→ Task to carry out
Reproduce each of the items below word for word, leaving out the pictures.
─── Material to process
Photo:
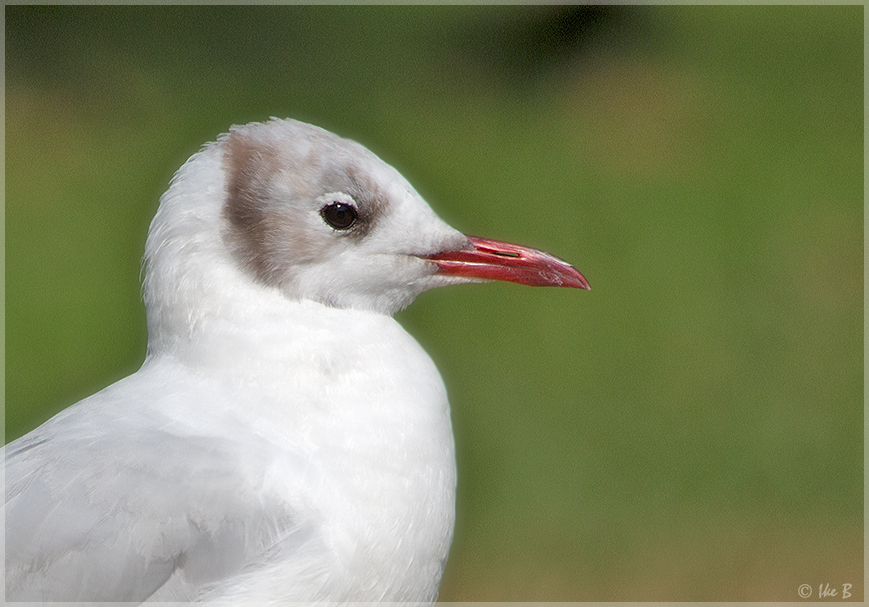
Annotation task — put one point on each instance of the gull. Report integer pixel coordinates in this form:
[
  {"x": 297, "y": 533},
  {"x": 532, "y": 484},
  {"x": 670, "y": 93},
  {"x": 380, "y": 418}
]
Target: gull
──────
→ Reply to the exercise
Photo:
Annotation task — put one point on each instance of the gull. Report integer pixel coordinates in this form:
[
  {"x": 297, "y": 533},
  {"x": 532, "y": 484},
  {"x": 670, "y": 93},
  {"x": 380, "y": 418}
]
Target: gull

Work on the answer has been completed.